--- begin RECORDS ---

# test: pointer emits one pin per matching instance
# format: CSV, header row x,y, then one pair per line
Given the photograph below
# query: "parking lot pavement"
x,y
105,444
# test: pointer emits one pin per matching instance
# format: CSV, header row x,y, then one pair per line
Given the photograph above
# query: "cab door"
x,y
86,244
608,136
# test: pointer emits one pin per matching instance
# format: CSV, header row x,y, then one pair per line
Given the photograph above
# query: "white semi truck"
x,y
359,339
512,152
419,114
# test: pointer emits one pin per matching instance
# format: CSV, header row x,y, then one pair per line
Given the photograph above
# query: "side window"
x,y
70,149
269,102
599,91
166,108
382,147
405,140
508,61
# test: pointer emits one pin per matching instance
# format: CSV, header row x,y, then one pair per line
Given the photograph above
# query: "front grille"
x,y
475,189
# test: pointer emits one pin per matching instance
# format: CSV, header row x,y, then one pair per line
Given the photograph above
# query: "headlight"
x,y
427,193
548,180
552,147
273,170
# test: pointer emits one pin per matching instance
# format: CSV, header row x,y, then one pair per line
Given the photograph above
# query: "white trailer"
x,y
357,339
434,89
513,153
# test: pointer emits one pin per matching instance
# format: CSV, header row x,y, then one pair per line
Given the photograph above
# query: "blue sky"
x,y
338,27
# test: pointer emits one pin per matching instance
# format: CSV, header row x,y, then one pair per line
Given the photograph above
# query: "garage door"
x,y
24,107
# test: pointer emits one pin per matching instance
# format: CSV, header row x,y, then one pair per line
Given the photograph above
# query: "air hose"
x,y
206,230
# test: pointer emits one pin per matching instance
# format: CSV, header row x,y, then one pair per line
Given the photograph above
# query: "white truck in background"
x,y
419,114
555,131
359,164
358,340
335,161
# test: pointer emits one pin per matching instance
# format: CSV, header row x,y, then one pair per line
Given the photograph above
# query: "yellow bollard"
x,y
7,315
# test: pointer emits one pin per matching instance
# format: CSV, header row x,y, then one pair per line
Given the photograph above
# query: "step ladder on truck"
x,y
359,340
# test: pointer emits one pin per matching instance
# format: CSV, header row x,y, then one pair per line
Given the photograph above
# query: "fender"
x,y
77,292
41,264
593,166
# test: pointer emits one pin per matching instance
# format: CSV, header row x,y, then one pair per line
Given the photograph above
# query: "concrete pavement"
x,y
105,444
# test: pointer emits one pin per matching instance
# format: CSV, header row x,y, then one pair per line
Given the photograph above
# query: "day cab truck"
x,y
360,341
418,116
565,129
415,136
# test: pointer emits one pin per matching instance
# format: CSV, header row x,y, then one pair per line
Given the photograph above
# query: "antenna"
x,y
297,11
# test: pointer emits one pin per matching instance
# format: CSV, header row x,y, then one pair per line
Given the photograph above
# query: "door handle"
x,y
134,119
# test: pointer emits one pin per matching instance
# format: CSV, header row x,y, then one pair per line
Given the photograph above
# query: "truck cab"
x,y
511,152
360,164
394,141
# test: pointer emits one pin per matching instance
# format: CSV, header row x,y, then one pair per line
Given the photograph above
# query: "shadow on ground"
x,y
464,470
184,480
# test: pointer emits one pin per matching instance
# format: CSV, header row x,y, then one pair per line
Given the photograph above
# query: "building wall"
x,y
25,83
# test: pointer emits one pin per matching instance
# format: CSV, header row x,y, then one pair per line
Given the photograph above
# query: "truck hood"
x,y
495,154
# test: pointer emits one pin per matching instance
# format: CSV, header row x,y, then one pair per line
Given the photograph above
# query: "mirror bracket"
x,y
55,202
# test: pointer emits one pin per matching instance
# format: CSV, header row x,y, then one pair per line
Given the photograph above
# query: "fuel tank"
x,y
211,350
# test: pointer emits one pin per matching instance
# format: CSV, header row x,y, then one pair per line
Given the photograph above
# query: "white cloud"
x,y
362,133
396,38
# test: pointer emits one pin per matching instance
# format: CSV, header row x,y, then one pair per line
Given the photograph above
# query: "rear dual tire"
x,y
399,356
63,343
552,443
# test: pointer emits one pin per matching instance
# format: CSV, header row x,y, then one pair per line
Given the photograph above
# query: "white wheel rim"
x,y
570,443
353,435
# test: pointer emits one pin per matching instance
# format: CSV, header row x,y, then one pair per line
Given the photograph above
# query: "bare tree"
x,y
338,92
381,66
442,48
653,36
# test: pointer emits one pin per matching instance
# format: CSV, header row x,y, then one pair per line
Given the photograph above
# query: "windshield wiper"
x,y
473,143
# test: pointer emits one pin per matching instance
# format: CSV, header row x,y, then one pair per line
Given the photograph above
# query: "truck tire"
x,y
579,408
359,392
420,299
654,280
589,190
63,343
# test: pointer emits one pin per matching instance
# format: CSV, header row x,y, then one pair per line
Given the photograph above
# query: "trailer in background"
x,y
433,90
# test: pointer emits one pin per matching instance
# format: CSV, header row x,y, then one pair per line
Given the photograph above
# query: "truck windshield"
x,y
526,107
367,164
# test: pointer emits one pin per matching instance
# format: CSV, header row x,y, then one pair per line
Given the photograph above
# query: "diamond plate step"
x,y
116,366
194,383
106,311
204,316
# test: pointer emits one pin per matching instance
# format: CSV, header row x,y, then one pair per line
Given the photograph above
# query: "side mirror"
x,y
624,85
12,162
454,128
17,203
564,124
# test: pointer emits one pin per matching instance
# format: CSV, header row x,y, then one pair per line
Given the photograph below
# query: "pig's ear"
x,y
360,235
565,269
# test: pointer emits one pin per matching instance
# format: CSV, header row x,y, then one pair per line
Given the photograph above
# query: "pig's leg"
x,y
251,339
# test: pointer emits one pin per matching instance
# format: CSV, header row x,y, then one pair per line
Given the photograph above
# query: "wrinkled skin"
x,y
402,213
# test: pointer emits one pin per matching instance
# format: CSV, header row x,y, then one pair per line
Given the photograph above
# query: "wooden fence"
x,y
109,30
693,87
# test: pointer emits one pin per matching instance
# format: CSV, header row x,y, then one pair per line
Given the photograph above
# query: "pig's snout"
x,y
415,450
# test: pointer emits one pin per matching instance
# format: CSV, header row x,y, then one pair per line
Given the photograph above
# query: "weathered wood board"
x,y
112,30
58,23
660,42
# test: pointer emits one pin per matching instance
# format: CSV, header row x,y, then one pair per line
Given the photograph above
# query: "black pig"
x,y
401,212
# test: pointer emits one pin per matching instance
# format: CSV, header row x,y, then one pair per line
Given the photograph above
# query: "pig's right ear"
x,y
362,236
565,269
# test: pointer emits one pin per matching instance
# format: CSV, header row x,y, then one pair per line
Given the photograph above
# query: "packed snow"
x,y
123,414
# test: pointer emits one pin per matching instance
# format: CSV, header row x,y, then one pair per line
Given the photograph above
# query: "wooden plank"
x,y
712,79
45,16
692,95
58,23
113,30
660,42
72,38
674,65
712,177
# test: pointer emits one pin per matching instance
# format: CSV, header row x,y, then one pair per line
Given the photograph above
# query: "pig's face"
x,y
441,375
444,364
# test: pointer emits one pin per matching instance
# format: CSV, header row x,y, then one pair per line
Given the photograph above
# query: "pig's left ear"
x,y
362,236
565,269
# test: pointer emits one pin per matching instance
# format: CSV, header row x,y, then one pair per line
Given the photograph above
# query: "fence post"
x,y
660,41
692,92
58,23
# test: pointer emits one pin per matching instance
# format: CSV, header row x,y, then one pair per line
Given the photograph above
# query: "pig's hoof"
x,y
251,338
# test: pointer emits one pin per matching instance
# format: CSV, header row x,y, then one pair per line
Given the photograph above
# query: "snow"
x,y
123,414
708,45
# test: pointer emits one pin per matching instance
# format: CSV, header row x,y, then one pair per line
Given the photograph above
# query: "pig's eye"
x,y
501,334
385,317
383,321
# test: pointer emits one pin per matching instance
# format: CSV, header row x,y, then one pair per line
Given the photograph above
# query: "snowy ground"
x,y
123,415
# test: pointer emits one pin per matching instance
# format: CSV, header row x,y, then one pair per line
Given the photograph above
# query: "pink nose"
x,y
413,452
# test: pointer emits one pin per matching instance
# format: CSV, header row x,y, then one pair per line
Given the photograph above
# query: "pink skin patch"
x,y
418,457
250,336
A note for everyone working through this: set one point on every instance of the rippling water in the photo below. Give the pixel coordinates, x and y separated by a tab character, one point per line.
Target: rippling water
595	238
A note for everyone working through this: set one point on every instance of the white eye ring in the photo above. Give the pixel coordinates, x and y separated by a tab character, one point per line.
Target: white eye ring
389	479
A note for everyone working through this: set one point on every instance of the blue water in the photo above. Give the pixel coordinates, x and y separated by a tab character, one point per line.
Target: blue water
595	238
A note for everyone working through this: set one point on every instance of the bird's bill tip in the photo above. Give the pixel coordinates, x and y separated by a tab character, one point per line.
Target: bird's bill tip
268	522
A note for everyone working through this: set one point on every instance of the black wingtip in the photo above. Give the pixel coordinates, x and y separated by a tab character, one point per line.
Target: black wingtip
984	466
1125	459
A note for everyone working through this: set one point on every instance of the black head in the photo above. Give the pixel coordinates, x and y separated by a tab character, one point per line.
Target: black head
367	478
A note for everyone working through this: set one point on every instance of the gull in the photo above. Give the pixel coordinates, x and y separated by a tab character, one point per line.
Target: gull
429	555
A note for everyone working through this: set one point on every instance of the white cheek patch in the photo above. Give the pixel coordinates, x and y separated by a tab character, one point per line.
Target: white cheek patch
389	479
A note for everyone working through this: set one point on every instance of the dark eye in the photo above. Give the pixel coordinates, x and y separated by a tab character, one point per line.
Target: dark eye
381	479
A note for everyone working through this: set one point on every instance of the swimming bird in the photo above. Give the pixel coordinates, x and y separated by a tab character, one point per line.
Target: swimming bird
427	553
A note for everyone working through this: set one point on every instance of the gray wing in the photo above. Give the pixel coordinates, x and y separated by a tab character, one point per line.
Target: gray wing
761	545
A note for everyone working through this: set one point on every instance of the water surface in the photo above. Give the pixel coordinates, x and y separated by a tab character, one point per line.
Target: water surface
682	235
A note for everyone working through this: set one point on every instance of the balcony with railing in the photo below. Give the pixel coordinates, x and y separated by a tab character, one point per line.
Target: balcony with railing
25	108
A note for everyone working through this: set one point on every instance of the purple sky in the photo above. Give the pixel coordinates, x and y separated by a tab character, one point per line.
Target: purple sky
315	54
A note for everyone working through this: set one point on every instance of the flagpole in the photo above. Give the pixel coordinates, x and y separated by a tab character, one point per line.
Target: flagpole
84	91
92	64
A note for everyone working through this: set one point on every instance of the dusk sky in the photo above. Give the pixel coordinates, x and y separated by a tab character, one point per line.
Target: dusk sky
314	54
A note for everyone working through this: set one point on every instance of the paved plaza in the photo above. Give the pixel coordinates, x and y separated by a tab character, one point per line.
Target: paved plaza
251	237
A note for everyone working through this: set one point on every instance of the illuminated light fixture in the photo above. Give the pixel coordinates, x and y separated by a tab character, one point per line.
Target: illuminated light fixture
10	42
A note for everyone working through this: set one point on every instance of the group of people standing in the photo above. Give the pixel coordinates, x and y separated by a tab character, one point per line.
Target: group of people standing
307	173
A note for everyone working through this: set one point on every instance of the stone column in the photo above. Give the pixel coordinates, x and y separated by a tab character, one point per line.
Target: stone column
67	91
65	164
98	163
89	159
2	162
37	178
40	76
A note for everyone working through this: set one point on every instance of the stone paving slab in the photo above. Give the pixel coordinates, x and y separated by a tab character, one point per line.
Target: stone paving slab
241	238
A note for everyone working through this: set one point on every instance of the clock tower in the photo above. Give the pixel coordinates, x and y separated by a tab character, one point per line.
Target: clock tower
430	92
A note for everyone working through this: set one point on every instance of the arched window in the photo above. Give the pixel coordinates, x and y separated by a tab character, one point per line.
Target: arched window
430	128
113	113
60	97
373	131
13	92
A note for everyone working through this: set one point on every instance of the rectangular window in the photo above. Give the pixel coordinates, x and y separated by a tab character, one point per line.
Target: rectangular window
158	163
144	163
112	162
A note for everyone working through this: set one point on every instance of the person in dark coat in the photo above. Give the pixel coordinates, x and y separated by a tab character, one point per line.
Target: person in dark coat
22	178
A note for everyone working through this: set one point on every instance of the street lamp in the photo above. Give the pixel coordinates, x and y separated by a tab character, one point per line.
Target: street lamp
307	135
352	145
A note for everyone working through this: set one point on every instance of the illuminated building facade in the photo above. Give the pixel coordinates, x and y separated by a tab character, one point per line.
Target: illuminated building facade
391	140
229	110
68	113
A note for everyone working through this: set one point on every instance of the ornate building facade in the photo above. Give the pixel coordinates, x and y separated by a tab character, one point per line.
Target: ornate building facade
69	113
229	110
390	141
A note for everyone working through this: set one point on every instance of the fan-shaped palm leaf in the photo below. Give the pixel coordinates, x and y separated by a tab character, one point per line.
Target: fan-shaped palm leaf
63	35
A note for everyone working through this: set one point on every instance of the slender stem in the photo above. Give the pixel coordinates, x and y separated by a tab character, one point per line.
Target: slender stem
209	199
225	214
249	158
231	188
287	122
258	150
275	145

--- end RECORDS ---

AIM OF THE EXERCISE: Return the lines from the line containing "of the street" to the end of the entries above, exactly as they appear and with no other output.

RESULT BELOW:
A note for everyone working through this: set one point on every instance of the street lamp in the photo above. Give the pixel coordinates, x and y separated by a tab character, one point per line.
Target: street lamp
307	135
352	145
A note for everyone working through this: set one point on every instance of the illuminated building facade in the photo above. Give the pixel coordinates, x and y separated by a tab character, one point per line.
Target: illuminated building facade
391	140
229	110
68	113
A note for everyone working through this: set one point on every instance of the ornate building facade in the photo above. Give the pixel coordinates, x and y separated by a tab character, one point per line.
Target: ornate building facade
69	113
229	110
390	141
A note for everyone working through this: set one point on every instance of the fan-shaped palm leaf in the photo below. Give the pixel coordinates, x and y separated by a tab character, one point per line.
Target: fan-shaped palm leaf
63	35
A note for everyone working through this: set one point on every instance of the slender stem in the photo above. Give the pixel coordinates, x and y separated by a tab character, one point per line.
Target: slender stem
209	199
225	214
249	158
231	188
287	122
258	150
275	145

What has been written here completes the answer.